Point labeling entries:
____

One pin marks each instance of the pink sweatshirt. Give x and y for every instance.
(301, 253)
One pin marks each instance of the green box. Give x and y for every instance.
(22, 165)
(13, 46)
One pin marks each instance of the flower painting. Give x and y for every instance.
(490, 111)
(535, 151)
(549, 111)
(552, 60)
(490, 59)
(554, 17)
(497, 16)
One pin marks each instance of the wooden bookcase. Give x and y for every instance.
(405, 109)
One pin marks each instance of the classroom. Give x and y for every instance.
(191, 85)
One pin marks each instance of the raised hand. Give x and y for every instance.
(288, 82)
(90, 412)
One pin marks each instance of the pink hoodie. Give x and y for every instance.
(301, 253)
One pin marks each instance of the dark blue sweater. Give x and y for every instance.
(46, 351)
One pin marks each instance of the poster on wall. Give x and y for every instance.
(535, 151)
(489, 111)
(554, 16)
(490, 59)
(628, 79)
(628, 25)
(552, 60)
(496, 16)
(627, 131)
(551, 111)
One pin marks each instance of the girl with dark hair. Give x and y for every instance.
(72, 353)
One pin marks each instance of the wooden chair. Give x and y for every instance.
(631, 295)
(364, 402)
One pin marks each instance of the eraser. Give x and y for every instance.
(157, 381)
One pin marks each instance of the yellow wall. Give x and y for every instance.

____

Task requirements:
Convert all entries above into a Markdown table with the columns "Row" and "Line", giving each line its row number and omitting blank lines.

Solution for this exercise:
| Row | Line |
|---|---|
| 1 | One pin marks each instance of the pink sweatshirt. Give x and y for every instance. |
| 2 | (301, 253) |
| 3 | One pin marks each instance of the green box. Give x and y for every instance. |
| 4 | (22, 165) |
| 5 | (13, 46) |
| 6 | One pin marks each instance of the flower painting. Give x and y for every instance. |
| 7 | (490, 111) |
| 8 | (535, 151) |
| 9 | (549, 111) |
| 10 | (552, 60) |
| 11 | (490, 59) |
| 12 | (554, 17) |
| 13 | (497, 16) |
| 14 | One pin marks each instance of the wooden bookcase. Give x and y for every instance. |
| 15 | (405, 109) |
| 16 | One pin marks each instance of the classroom. Give x and y for every instance. |
| 17 | (191, 85) |
| 18 | One pin marks each instance of the raised hand. Give x and y for every instance. |
| 19 | (288, 82) |
| 20 | (90, 412) |
| 21 | One pin marks each instance of the pink hoodie. Give x and y for every instance. |
| 22 | (301, 253) |
| 23 | One pin marks each instance of the dark blue sweater. Give x and y for every instance. |
| 24 | (46, 351) |
| 25 | One pin marks each instance of the poster on wall. Give x and y for every instance. |
| 26 | (535, 151) |
| 27 | (489, 111) |
| 28 | (554, 16) |
| 29 | (490, 59) |
| 30 | (628, 79) |
| 31 | (628, 25) |
| 32 | (552, 60) |
| 33 | (496, 16) |
| 34 | (627, 131) |
| 35 | (551, 111) |
| 36 | One pin marks each instance of the girl with dark hair. Give x and y for every instance. |
| 37 | (72, 353) |
| 38 | One pin marks each instance of the wooden chair. Give x and y for every instance. |
| 39 | (631, 295) |
| 40 | (364, 402) |
| 41 | One pin marks each instance of the eraser. Give x and y for every instance. |
| 42 | (157, 381) |
| 43 | One pin marks each instance of the yellow wall. Give x and y for every instance. |